_WORK TO COMPLETE_
Rewrite the records from the line containing "On this screenshot, the woman in" through the end of the records, replacing every "screenshot" with "image" and leaving everything else unchanged.
--- RECORD EXCERPTS ---
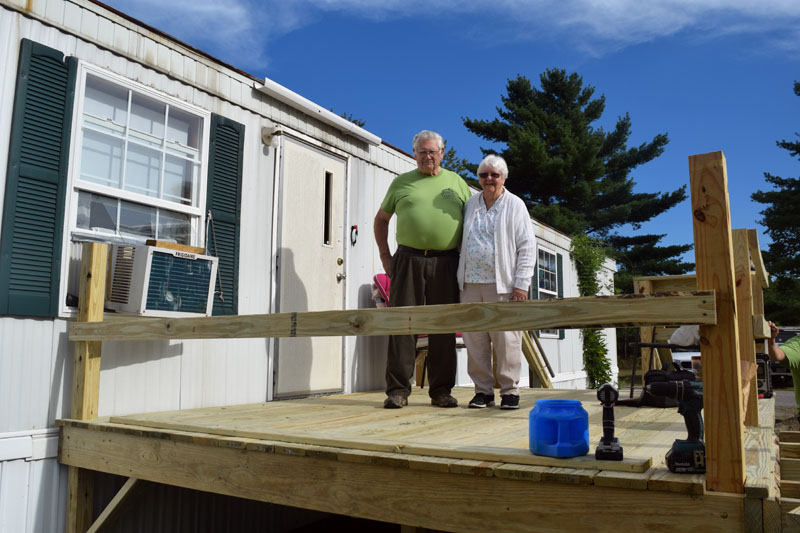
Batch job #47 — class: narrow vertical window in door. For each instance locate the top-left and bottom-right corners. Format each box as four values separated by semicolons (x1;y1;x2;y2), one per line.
322;170;333;246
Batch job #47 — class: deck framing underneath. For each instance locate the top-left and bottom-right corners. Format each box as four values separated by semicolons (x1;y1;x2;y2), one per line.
60;421;745;532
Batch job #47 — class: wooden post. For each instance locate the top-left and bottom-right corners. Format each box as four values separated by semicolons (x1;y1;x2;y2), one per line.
67;243;108;533
689;152;745;493
633;279;661;387
733;229;758;426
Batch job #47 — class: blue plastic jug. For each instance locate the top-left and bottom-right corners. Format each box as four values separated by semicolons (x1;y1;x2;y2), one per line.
530;400;589;457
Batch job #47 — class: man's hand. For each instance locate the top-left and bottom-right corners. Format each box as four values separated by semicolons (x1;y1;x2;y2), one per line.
511;287;528;302
768;320;780;342
767;321;786;361
372;209;392;277
381;252;392;278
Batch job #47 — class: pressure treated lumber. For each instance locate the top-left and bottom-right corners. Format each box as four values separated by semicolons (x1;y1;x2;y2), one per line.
66;243;108;533
56;426;744;533
86;477;140;533
689;152;745;493
753;315;772;340
747;229;769;289
69;291;716;341
633;278;661;386
528;331;556;378
733;229;758;426
522;331;553;389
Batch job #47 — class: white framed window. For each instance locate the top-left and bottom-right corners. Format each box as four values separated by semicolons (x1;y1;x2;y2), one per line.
61;62;211;311
535;246;561;338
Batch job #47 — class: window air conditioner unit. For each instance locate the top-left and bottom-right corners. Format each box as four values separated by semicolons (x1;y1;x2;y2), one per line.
106;245;217;317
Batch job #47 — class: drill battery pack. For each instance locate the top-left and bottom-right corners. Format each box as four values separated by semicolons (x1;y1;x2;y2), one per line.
665;439;706;474
756;353;774;398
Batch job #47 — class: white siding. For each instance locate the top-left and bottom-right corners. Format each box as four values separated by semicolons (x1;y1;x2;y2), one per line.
0;430;67;532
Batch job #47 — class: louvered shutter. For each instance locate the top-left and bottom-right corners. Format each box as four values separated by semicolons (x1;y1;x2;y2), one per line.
556;254;565;339
206;114;244;315
0;39;78;317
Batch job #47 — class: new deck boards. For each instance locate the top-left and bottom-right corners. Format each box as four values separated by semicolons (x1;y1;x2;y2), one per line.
104;388;656;472
59;388;777;532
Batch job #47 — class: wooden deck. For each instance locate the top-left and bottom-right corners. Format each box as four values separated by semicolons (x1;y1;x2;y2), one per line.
59;388;780;531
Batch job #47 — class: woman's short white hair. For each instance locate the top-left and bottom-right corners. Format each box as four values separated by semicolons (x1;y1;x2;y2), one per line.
478;154;508;180
411;130;444;153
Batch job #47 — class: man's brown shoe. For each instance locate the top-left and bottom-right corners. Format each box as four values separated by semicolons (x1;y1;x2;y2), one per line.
383;394;408;409
431;394;458;407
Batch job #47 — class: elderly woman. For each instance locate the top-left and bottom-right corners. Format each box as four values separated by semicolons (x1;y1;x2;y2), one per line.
458;155;536;409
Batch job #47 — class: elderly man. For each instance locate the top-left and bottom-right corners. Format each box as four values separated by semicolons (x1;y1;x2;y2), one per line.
373;130;470;409
767;322;800;412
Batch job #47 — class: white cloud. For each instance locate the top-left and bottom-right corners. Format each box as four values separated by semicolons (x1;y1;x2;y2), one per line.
100;0;800;69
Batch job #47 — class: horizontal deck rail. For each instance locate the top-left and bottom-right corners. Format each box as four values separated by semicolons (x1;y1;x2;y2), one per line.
69;291;717;341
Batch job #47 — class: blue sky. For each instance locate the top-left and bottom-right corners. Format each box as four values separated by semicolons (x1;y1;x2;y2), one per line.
101;0;800;261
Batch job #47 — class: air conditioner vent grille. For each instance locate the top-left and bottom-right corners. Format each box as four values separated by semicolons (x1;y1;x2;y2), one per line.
108;246;136;304
145;251;212;313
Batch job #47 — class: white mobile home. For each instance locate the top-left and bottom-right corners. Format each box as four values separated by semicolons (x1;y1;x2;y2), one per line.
0;0;614;531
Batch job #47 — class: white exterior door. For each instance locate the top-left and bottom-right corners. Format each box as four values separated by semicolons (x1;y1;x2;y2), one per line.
274;138;346;397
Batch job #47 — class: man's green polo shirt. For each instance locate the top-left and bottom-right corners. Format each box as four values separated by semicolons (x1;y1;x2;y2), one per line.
381;169;471;250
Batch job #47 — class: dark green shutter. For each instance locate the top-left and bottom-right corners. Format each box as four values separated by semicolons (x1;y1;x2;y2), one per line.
206;114;244;315
556;254;564;339
0;39;78;317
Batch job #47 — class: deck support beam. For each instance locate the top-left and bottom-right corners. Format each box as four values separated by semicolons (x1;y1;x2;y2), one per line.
733;229;761;427
66;243;108;533
689;152;745;493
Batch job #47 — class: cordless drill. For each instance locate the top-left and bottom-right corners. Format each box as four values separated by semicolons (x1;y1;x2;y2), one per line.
594;383;622;461
646;380;706;474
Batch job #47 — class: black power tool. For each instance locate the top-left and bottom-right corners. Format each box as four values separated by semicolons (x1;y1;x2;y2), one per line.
647;380;706;474
594;383;622;461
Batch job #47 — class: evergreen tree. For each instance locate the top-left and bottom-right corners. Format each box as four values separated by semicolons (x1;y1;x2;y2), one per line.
752;81;800;325
442;140;481;190
463;69;693;285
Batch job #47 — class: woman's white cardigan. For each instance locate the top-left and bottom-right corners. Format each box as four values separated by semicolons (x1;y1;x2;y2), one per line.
458;189;536;294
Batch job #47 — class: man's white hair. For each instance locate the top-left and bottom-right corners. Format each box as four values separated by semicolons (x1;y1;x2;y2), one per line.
411;130;444;153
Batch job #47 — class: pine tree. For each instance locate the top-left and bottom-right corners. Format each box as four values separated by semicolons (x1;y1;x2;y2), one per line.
463;69;693;284
442;140;481;190
752;81;800;325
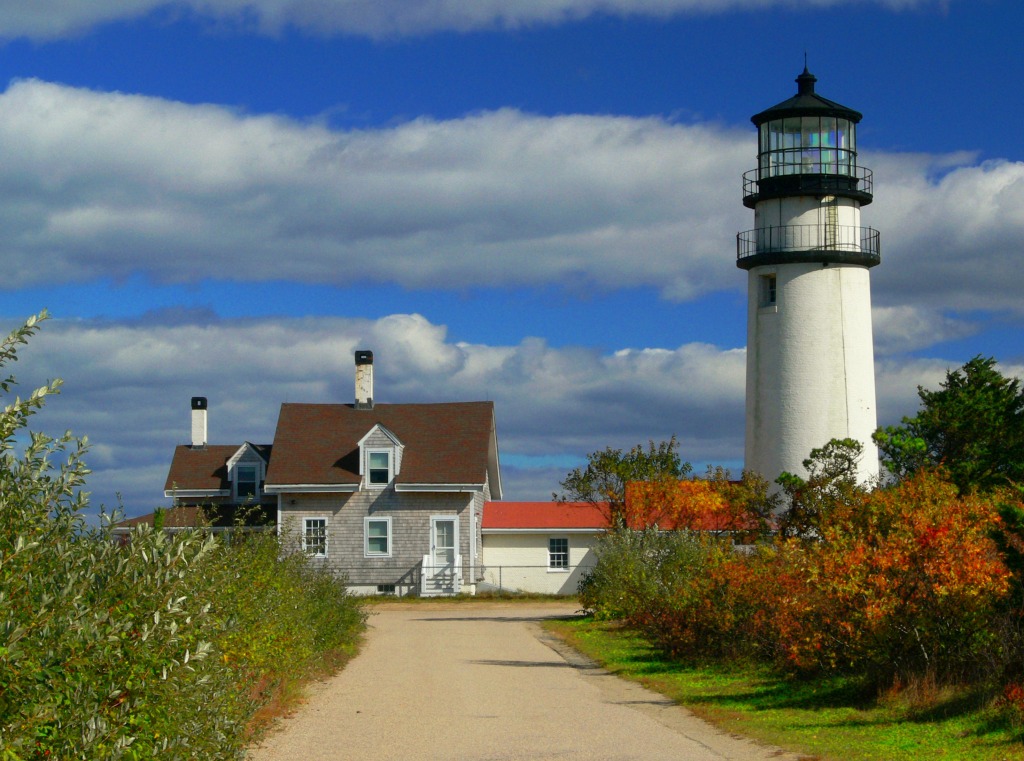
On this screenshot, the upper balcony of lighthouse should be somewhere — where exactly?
[743,67,873,209]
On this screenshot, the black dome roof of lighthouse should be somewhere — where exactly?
[751,66,863,127]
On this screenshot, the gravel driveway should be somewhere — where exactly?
[250,602,798,761]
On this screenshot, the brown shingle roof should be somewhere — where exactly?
[164,443,271,492]
[266,401,495,485]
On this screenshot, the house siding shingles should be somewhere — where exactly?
[281,487,479,591]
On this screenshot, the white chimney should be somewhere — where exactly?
[193,396,207,448]
[355,350,374,410]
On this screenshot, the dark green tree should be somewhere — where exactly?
[552,436,693,527]
[873,355,1024,493]
[775,438,865,537]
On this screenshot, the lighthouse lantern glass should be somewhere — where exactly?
[759,116,857,177]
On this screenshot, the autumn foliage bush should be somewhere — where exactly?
[582,471,1019,683]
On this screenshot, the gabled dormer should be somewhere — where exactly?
[227,441,269,502]
[358,423,406,489]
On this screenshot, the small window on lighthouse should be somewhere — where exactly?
[760,274,777,306]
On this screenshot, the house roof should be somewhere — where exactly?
[164,445,242,493]
[480,502,608,531]
[266,401,501,498]
[114,505,275,534]
[164,442,273,496]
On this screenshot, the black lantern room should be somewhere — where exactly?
[743,67,872,209]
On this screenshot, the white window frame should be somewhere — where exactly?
[758,272,778,309]
[548,537,569,574]
[302,515,330,557]
[362,515,393,557]
[367,447,394,489]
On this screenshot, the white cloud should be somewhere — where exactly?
[865,155,1024,315]
[0,81,750,298]
[871,304,980,356]
[6,81,1024,340]
[0,0,947,39]
[8,314,983,514]
[11,314,744,513]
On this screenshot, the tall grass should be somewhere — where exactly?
[0,314,365,761]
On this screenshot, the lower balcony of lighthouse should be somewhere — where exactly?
[743,163,874,209]
[736,224,882,269]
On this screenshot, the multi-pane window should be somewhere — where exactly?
[365,518,391,557]
[234,464,259,500]
[548,537,569,569]
[759,274,778,306]
[367,452,391,487]
[302,518,327,557]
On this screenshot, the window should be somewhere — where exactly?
[365,518,391,557]
[548,537,569,570]
[758,274,778,306]
[234,464,259,500]
[367,451,391,488]
[302,518,327,557]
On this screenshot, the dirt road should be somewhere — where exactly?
[245,603,798,761]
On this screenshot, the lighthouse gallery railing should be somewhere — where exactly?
[736,224,881,259]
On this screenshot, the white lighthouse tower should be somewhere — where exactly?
[736,67,880,482]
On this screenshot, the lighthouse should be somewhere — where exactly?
[736,67,881,482]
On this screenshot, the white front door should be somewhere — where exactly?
[430,516,459,594]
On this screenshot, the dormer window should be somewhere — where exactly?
[359,423,404,489]
[234,463,259,500]
[367,450,392,488]
[227,441,266,502]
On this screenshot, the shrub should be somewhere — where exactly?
[0,314,364,761]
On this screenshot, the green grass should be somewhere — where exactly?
[546,619,1024,761]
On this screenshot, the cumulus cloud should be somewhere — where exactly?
[865,155,1024,314]
[871,304,980,356]
[0,81,751,298]
[4,314,999,514]
[6,81,1024,335]
[5,314,744,513]
[0,0,948,39]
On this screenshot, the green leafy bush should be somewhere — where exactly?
[0,313,365,761]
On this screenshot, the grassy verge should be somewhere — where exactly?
[545,619,1024,761]
[359,592,575,606]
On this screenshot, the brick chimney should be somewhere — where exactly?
[193,396,207,449]
[355,349,374,410]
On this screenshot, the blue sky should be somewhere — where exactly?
[0,0,1024,514]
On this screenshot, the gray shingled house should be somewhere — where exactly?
[165,351,502,595]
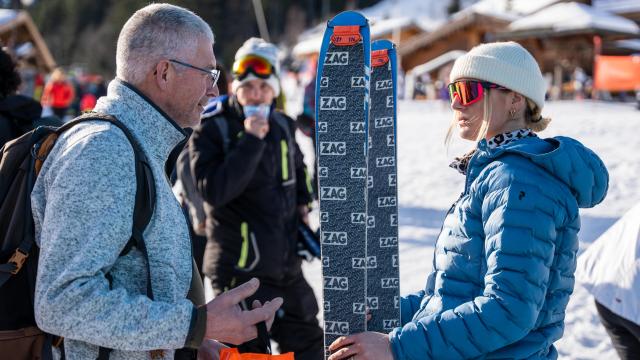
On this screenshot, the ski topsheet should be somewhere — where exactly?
[316,11,371,353]
[367,40,400,333]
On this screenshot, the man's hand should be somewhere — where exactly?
[329,332,393,360]
[244,116,269,139]
[298,205,309,225]
[198,339,228,360]
[205,278,282,345]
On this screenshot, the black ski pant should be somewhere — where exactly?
[212,273,324,360]
[596,301,640,360]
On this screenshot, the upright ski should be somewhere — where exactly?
[316,11,371,352]
[367,40,400,332]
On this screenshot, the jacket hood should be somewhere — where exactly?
[0,95,42,124]
[478,136,609,208]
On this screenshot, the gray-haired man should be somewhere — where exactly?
[32,4,282,359]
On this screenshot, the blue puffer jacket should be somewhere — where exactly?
[390,137,609,360]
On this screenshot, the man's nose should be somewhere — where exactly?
[210,84,220,98]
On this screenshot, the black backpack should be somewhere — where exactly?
[0,113,156,359]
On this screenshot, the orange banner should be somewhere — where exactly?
[593,55,640,91]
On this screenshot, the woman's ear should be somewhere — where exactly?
[510,91,527,110]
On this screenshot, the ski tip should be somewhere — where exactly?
[327,10,369,27]
[371,39,396,51]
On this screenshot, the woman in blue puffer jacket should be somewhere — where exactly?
[329,42,608,360]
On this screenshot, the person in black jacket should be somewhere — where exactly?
[189,38,323,360]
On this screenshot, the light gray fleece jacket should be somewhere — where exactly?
[31,79,206,360]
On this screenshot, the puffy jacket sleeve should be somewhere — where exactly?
[189,119,266,207]
[390,166,561,359]
[32,130,196,350]
[400,271,436,326]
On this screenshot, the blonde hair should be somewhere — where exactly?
[444,89,551,149]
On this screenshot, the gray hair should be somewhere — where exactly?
[116,4,214,85]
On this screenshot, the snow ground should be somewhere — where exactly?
[206,101,640,359]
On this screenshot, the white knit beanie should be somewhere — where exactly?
[231,38,280,97]
[449,41,547,110]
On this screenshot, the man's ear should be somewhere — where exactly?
[153,61,171,90]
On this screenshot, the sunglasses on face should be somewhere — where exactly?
[169,59,220,89]
[232,55,275,80]
[448,80,509,106]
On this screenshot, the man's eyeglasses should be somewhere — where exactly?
[169,59,220,88]
[448,80,509,106]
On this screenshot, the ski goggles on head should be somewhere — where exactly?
[232,55,275,80]
[448,80,509,106]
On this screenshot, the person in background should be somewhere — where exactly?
[329,42,609,360]
[41,68,75,120]
[0,49,62,148]
[576,204,640,360]
[189,38,324,360]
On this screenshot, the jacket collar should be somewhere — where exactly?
[95,79,187,163]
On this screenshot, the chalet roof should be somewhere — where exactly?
[499,2,640,39]
[398,10,510,56]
---
_ANSWER TO THIS PROBLEM_
On this image, the woman in blue puffer jacket should be somewhere — where exactly?
[329,42,608,360]
On this image, the person in black jacket should be somewhere — where exactly?
[189,38,323,360]
On this image, the light gray fleece jacket should be somewhere — where exactly?
[31,79,206,360]
On this image, the puffy jacket sleeve should be somewhere — where exactly?
[189,119,266,207]
[390,166,561,359]
[32,130,196,350]
[400,271,436,326]
On this image, the blonde hair should be somewhere — where exactly?
[444,89,551,149]
On this image, the gray hair should be somewhere — where exactly?
[116,4,214,85]
On this image, the snow ground should be somewhere — where exactly?
[206,101,640,359]
On this image, the white knit beanie should be somewhere — where exactly?
[231,38,280,97]
[449,41,547,110]
On this image, the man's ear should be somewhere — where exactly?
[153,61,171,90]
On this image, the sunglasses on face should be somewhere — where exactly?
[169,59,220,89]
[232,55,275,80]
[448,80,509,106]
On this image, the man's eyeglasses should be somewhere — where exactly?
[169,59,220,88]
[448,80,509,106]
On this image, the ski goggles on head should be somewhere — where exactly?
[232,55,275,80]
[448,80,509,106]
On this image, the person in background should be somewhere — where exactly?
[329,42,609,360]
[41,68,75,120]
[0,49,62,148]
[576,204,640,360]
[189,38,324,360]
On this image, the jacket collar should be somewhere — where exactly?
[95,79,187,163]
On this image, the chalet roof should be somewhere — where exactly?
[499,2,640,39]
[398,10,510,56]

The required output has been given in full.